_Your assignment_
The expected answer is the full listing, repeated exactly and free of images.

_Exercise materials_
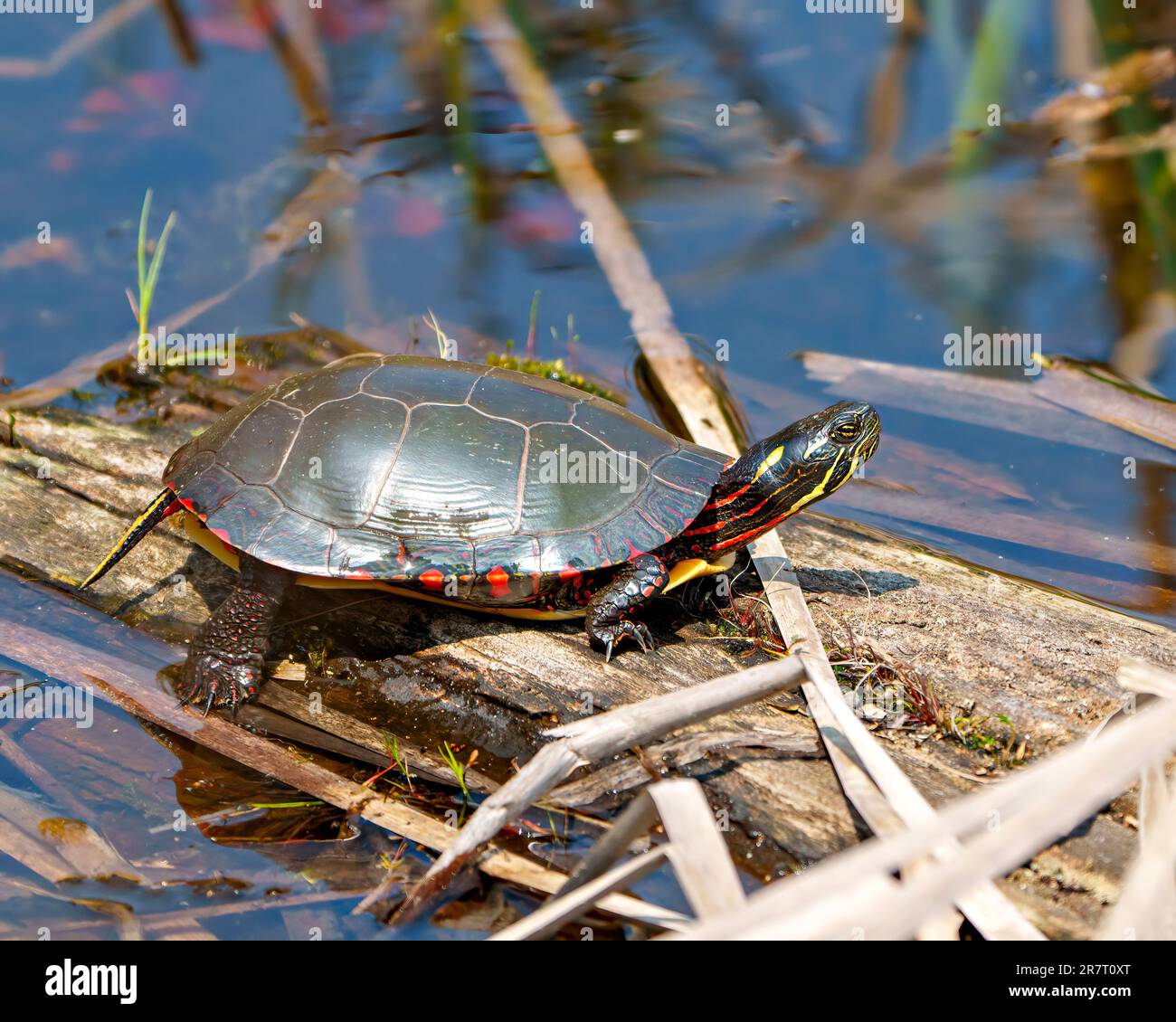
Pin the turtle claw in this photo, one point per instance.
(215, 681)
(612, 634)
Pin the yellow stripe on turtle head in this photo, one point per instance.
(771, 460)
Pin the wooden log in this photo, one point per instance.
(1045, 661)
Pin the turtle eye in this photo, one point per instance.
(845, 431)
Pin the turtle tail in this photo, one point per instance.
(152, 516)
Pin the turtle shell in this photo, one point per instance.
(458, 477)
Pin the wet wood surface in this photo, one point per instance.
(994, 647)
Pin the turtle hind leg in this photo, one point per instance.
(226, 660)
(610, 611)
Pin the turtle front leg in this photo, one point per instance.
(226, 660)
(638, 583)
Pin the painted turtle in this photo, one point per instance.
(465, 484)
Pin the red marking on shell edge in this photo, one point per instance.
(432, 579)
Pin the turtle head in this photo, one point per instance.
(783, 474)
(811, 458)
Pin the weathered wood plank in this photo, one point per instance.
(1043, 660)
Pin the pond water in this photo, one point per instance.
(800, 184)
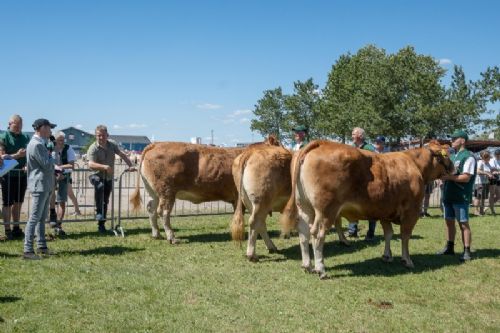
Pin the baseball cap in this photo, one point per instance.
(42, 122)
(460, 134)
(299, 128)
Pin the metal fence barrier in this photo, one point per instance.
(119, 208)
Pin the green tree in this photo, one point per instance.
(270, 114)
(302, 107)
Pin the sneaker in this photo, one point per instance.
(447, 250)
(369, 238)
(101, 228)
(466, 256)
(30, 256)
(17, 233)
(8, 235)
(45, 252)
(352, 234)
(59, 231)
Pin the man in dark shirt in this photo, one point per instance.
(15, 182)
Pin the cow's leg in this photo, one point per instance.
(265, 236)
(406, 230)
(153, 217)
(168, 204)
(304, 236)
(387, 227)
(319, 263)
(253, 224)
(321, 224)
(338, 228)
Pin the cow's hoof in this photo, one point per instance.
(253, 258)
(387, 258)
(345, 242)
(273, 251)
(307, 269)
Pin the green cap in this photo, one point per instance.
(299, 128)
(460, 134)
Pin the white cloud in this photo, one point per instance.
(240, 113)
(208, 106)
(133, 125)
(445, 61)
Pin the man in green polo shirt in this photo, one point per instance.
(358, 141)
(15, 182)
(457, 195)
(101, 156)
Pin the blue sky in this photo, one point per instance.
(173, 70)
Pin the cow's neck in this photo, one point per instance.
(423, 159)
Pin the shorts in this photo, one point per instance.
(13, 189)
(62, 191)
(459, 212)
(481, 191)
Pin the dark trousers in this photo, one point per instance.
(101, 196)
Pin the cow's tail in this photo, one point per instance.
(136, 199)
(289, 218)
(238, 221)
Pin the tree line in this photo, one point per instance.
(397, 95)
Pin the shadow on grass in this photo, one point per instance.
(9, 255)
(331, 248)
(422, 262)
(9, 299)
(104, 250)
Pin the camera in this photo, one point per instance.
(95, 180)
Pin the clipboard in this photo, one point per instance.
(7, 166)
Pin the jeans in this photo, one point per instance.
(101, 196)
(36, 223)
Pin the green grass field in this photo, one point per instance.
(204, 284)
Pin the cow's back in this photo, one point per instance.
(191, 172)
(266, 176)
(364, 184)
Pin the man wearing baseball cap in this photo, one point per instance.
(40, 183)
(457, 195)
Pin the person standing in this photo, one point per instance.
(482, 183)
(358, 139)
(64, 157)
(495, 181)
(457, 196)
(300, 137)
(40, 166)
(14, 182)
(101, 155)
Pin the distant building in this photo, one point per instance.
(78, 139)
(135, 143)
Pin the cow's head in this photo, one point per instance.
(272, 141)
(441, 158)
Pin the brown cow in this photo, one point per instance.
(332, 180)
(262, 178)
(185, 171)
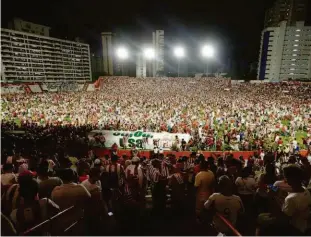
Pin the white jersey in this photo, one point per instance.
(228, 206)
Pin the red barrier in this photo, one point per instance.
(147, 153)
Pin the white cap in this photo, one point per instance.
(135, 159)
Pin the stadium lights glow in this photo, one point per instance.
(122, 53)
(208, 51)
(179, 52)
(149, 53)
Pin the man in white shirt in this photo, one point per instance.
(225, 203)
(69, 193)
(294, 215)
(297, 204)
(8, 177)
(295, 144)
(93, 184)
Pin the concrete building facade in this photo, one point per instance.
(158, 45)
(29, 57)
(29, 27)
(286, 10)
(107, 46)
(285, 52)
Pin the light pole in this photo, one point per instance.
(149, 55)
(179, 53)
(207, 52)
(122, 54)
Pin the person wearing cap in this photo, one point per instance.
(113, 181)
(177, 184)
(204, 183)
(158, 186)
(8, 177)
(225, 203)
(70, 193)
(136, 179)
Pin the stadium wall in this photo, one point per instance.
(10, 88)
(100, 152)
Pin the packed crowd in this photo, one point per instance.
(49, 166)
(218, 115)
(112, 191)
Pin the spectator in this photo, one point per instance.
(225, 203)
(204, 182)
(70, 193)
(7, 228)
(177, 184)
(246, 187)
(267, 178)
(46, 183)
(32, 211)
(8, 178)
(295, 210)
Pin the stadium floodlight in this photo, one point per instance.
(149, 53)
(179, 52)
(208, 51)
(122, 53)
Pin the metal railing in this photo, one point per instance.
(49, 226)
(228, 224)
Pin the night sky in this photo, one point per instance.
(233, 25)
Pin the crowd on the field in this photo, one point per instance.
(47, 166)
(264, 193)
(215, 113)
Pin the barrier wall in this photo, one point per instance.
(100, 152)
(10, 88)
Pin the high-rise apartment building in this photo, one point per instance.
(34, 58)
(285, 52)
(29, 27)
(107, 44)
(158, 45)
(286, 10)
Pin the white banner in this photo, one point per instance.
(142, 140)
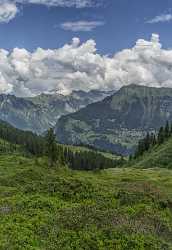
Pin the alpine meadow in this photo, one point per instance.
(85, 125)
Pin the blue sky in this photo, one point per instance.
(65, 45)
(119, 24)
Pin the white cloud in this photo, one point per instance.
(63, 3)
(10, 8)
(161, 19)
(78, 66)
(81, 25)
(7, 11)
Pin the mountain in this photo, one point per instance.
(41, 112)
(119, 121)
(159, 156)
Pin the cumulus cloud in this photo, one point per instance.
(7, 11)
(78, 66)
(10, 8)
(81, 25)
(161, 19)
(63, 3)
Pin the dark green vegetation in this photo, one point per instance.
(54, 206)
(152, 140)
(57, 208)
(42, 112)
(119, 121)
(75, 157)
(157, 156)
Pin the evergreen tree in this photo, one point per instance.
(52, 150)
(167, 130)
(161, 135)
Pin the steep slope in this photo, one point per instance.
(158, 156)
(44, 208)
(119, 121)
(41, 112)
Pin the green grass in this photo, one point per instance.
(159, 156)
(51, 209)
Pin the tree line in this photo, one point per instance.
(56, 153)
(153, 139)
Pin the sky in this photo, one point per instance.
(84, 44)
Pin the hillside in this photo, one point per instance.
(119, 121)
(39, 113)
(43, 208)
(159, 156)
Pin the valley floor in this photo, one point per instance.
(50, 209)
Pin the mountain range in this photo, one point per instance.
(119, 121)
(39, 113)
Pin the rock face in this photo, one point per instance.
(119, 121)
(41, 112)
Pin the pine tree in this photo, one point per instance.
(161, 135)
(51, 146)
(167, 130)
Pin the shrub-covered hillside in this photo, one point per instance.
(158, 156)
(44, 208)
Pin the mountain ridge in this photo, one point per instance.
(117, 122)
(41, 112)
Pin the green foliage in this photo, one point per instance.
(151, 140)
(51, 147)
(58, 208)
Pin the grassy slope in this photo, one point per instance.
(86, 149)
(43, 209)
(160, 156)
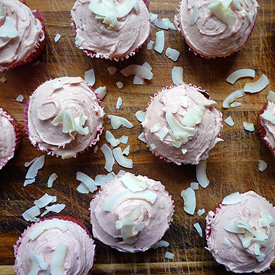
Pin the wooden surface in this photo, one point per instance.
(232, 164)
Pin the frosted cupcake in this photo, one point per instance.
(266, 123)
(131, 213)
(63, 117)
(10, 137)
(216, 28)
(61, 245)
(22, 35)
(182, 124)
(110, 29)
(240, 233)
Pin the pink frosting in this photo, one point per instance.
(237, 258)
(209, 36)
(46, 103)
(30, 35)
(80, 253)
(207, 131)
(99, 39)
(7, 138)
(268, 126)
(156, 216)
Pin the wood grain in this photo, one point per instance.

_Finished task_
Pin the turtle claw in this photo, one point per instance.
(215, 681)
(612, 634)
Pin the yellow stripe on turtle head in this photo, one point per instance.
(771, 460)
Pin the wooden log in this photo, one point per instance.
(1045, 661)
Pin the turtle eye in this photo, one point per instance.
(845, 431)
Pin the turtle tail in this photo, one point per instance.
(152, 516)
Pin the turtle shell in this photo, one point per instance.
(458, 477)
Pin the wet wood surface in this photo, one point per instance.
(994, 647)
Pin the turtle hind leg in this photo, one point per instance.
(226, 660)
(610, 611)
Pin the turtle front leg in this photo, one point per instance.
(226, 660)
(638, 583)
Pin the painted turtle in this photo, one point per instance.
(465, 484)
Pin the red marking on shell edge in this photo, one point per instance.
(432, 579)
Pin the turtle head in this photo, one point per instance.
(783, 474)
(811, 458)
Pin the weathered wood plank in this photo, one point per instance.
(1043, 660)
Pin the pond water in this photo, one point per instance.
(800, 184)
Pin the baseball cap in this photo, one point per instance.
(42, 122)
(460, 134)
(299, 128)
Pin the metal fence barrier in this photo, one point per instance.
(119, 208)
Pin the green tree in this photo, one point per instance.
(270, 114)
(302, 107)
Pin the sneaker in this photo, one point per instance.
(447, 250)
(369, 238)
(101, 228)
(466, 256)
(30, 256)
(17, 233)
(8, 235)
(45, 252)
(352, 234)
(59, 231)
Pin the man in dark shirt in this photo, one point per instance.
(15, 182)
Pin the cow's leg in this photo, one point per instance.
(265, 236)
(406, 230)
(153, 217)
(168, 204)
(304, 236)
(387, 227)
(319, 263)
(253, 224)
(321, 224)
(338, 228)
Pin the cow's hoof in this photo, one point per instance.
(253, 258)
(387, 258)
(345, 242)
(273, 251)
(307, 269)
Pin the green cap in this photo, one point per instance.
(299, 128)
(460, 134)
Pin the white cloud in this photo, one point per instance.
(240, 113)
(208, 106)
(133, 125)
(445, 61)
Pin the man in green polo shirt in this photo, one point per instance.
(358, 141)
(15, 182)
(457, 195)
(101, 156)
Pin the blue sky in this photo, one point per instance.
(173, 70)
Pin the cow's neck in this photo, one point per instance.
(423, 159)
Pin the shorts in this photo, one point per instance.
(13, 189)
(62, 191)
(459, 212)
(481, 191)
Pin the dark trousers in this photo, one point per instance.
(101, 196)
Pin the cow's tail in this photo, one point per instance.
(136, 199)
(289, 218)
(238, 221)
Pin the tree line in this photo, one point per instance.
(397, 95)
Pin the shadow on grass in this photo, one point per instance.
(9, 255)
(331, 248)
(422, 262)
(9, 299)
(104, 250)
Pin the camera in this photo, one point per instance.
(95, 180)
Pin the clipboard in this photo, one point per instance.
(7, 166)
Pin the jeans in this photo, one point per instance.
(101, 196)
(36, 223)
Pin the green grass field in this photo, one point per instance.
(204, 284)
Pin the cow's back in this photo, one point per instance.
(191, 172)
(266, 176)
(364, 184)
Pin the man wearing baseball cap in this photo, one point per instance.
(40, 183)
(457, 195)
Pin the person standing in this photo, one point per instance.
(482, 183)
(358, 139)
(64, 157)
(495, 181)
(457, 196)
(300, 137)
(40, 166)
(14, 182)
(101, 155)
Pin the distant building in this photo, one point per instance.
(78, 139)
(135, 143)
Pin the cow's head in this photo, one point per instance.
(272, 141)
(441, 158)
Pin the brown cow in this photo, one point per instance.
(332, 180)
(262, 178)
(185, 171)
Pin the white jersey in this photo, one point per instance.
(228, 206)
Pin the red barrier in this photo, one point per instance.
(147, 153)
Pin the white cap in this photo, one point per instance.
(135, 159)
Pin the stadium lights glow in this photo, one point per instance.
(122, 53)
(208, 51)
(179, 52)
(149, 53)
Pin the man in white shirt in this photo, one point per instance.
(225, 203)
(69, 193)
(294, 215)
(297, 204)
(8, 177)
(295, 144)
(93, 184)
Pin the concrete building facade in this photo, one point per instance.
(158, 45)
(29, 57)
(29, 27)
(286, 10)
(107, 46)
(285, 52)
Pin the light pole in this photo, one point per instance.
(149, 55)
(179, 53)
(207, 52)
(122, 54)
Pin the person wearing cap in this photo, one point per instance.
(113, 181)
(177, 184)
(204, 183)
(158, 186)
(8, 177)
(225, 203)
(70, 193)
(136, 179)
Pin the stadium wall in this photo, one point per instance.
(10, 88)
(100, 152)
Pin the packed crowd in this photo, one point per instance.
(49, 166)
(218, 115)
(112, 191)
Pin the spectator in this photo, one point per instance.
(225, 203)
(204, 182)
(70, 193)
(7, 228)
(177, 184)
(246, 187)
(267, 178)
(46, 183)
(32, 211)
(8, 178)
(295, 210)
Pin the stadium floodlight in this photo, one point per instance.
(149, 53)
(179, 52)
(208, 51)
(122, 53)
Pin the metal railing in this photo, one point per instance.
(49, 226)
(228, 224)
Pin the night sky in this photo, one point per instance.
(233, 25)
Pin the crowd on the field in this photo, one point per instance.
(47, 166)
(264, 193)
(215, 113)
Pin the barrier wall in this photo, one point per instance.
(100, 152)
(10, 88)
Pin the high-rise apartment building in this photo, one point per instance.
(34, 58)
(285, 52)
(29, 27)
(107, 44)
(158, 45)
(286, 10)
Pin the white banner in this photo, one point per instance.
(142, 140)
Pin the alpine meadow in this photo, one point per instance.
(85, 125)
Pin the blue sky in this photo, one point per instance.
(65, 45)
(119, 24)
Pin the white cloud in this photo, one point per instance.
(63, 3)
(10, 8)
(161, 19)
(78, 66)
(81, 25)
(7, 11)
Pin the mountain in this photo, one point per instance.
(41, 112)
(119, 121)
(159, 156)
Pin the cumulus cloud in this photo, one point per instance.
(7, 11)
(78, 66)
(10, 8)
(81, 25)
(161, 19)
(63, 3)
Pin the dark green vegetation in this photo, one point per instance.
(54, 206)
(152, 140)
(57, 208)
(42, 112)
(119, 121)
(75, 157)
(157, 156)
Pin the evergreen tree in this photo, one point per instance.
(52, 150)
(167, 130)
(161, 135)
Pin the steep slope in this photo, one point per instance.
(158, 156)
(44, 208)
(119, 121)
(41, 112)
Pin the green grass in this photo, one point per instance.
(159, 156)
(51, 209)
Pin the tree line in this photo, one point per instance.
(56, 153)
(153, 139)
Pin the sky in this photo, one point per instance.
(84, 44)
Pin the hillside in this photo, one point per instance.
(119, 121)
(39, 113)
(43, 208)
(159, 156)
Pin the valley floor in this photo, one point per instance.
(50, 209)
Pin the mountain range in this photo, one point per instance.
(119, 121)
(39, 113)
Pin the rock face in this photo, one point per instance.
(119, 121)
(41, 112)
Pin the pine tree in this photo, one point per instance.
(161, 135)
(51, 146)
(167, 130)
Pin the shrub-covered hillside in this photo, one point per instance.
(158, 156)
(44, 208)
Pin the mountain ridge in this photo, one point per instance.
(117, 122)
(41, 112)
Pin the green foliage in this photo, one point per instance.
(151, 140)
(51, 147)
(58, 208)
Pin the grassy slope in this photo, one point per instance.
(86, 149)
(43, 209)
(160, 156)
Pin the wooden surface in this photo, one point per instance.
(232, 164)
Pin the frosted cupcake in this photo, one point per instance.
(266, 123)
(131, 213)
(63, 117)
(10, 137)
(216, 28)
(61, 245)
(22, 35)
(182, 124)
(110, 29)
(240, 233)
Pin the pink frosting in this photo, one point per instance.
(237, 258)
(209, 36)
(46, 103)
(30, 35)
(80, 253)
(207, 131)
(99, 39)
(7, 138)
(268, 126)
(156, 216)
Pin the wood grain in this photo, one point per instance.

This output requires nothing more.